**SET EXERCISE A:** Reproduce everything in the passage on Japanese modernity from "Japan today is" down to "of impending disappearance.".
**SET EXERCISE B:** Extend the passage on Japan's anxieties over vanishing cultural identity, starting right after its last sentence.

**EXCERPTED PASSAGE:**
■ ■ ■
Japan today is haunted by the ghosts its spectacular modernity has generated. Deep anxieties about the potential loss of national identity and continuity disturb many in Japan, despite widespread insistence that it has remained culturally intact. In this provocative conjoining of ethnography, history, and cultural criticism, Marilyn Ivy discloses these anxieties—and the attempts to contain them—as she tracks what she calls the marginalized events, sites, and cultural practices suspended at moments of impending disappearance.
Ivy shows how a fascination with cultural margins accompanied the emergence of Japan as a modern nation-state. This fascination culminated in the early twentieth-century establishment of Japanese folklore studies and its attempts to record the spectral, sometimes violent, narratives of those margins. She then traces the obsession with the vanishing through a range of contemporary efforts by remote communities to promote themselves as nostalgic sites of authenticity, storytelling practices as signs of premodern presence, mass travel campaigns, recallings of the dead by blind mediums, and itinerant, kabuki-inspired populist theater.
The welcome page of the Japan National Tourism Organization’s website is adorned by traditional icons such as noh masks and torii gates . As a hardly exhaustive slideshow of the numerous cultural products that convey an idea of Japanese-ness, the following question arises: what exactly is Japan?
■ ■ ■
**RECORD EXTRACTS:**
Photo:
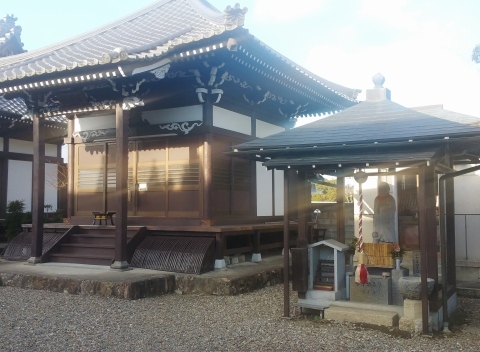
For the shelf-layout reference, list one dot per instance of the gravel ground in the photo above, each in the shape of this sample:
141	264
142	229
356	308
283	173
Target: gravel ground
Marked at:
44	321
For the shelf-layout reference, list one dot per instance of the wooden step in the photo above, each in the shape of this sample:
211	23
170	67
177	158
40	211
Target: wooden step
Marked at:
323	286
99	239
87	249
83	259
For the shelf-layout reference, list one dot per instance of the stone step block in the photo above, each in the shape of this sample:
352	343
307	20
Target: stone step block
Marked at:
359	315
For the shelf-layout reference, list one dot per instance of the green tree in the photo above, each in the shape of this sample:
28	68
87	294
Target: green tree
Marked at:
476	54
328	193
14	218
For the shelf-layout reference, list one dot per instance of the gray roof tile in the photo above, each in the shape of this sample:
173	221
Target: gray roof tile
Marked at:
192	18
370	122
150	32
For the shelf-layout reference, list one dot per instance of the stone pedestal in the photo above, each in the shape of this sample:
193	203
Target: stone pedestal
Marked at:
220	264
378	291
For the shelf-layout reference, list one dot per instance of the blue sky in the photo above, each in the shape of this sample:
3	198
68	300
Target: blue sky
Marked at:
422	47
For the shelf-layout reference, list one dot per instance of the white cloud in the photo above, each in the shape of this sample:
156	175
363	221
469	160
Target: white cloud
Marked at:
430	64
274	10
417	73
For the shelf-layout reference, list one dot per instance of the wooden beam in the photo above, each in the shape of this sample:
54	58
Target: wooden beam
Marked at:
286	244
340	209
121	117
38	191
71	168
431	225
207	163
4	179
303	206
450	227
424	210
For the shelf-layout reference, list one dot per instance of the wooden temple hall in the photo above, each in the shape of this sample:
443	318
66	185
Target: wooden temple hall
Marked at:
380	139
150	105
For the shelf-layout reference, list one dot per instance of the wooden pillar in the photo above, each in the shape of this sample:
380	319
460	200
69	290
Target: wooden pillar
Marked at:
38	190
253	169
341	209
431	224
4	178
253	188
207	163
122	188
286	243
427	230
303	208
71	168
450	227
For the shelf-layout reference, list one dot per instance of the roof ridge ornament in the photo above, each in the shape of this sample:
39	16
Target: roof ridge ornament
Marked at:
378	79
235	16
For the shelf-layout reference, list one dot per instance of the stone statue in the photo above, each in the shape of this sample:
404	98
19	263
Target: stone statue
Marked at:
384	214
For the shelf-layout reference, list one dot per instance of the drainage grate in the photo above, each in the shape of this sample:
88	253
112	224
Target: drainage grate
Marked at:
21	246
191	255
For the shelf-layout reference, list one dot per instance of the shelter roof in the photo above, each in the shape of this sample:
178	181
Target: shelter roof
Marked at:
377	133
370	122
352	160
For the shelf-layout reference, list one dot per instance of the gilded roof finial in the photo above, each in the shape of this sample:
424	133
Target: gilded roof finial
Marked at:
235	16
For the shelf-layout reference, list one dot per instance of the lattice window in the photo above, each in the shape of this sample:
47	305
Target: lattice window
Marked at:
184	174
90	178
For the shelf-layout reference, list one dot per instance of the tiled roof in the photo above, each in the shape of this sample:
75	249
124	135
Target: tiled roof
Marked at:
351	159
10	42
153	32
14	106
369	123
17	108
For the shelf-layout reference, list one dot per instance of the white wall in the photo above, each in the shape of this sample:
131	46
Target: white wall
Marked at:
26	147
467	218
186	113
265	129
94	123
279	206
51	175
20	183
232	121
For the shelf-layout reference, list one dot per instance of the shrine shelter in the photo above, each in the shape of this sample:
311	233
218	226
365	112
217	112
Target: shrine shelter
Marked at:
152	103
379	138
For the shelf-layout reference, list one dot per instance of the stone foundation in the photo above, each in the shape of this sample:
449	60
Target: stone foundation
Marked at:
129	290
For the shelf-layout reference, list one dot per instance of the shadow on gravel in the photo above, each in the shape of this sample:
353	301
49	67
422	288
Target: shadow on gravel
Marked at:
463	316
■ ■ ■
**EXERCISE ANSWER A:**
Japan today is haunted by the ghosts its spectacular modernity has generated. Deep anxieties about the potential loss of national identity and continuity disturb many in Japan, despite widespread insistence that it has remained culturally intact. In this provocative conjoining of ethnography, history, and cultural criticism, Marilyn Ivy discloses these anxieties—and the attempts to contain them—as she tracks what she calls the marginalized events, sites, and cultural practices suspended at moments of impending disappearance.

**EXERCISE ANSWER B:**
This is the question that Marilyn Ivy does not answer, but rather encircles, in Discourses of the Vanishing: Modernity, Phantasm, Japan. To Ivy, the more important question is how Japan constructs an idea of itself, particularly through its obsession with certain cultural fragments that have not yet been completely erased by western-driven modernisation . These fragments – suspended in a limbo of eternal "vanishing", as Ivy calls them – function as points of “nostalgic recuperation”. Such recuperation is achieved through repetitive signification towards an abstract ideal: an “original Japan”. Not answering directly but exploring conscientiously, Discourses eclectically crosses the dialogues of Japanese cultural studies, post-colonialism, modernity and critical theory, among others.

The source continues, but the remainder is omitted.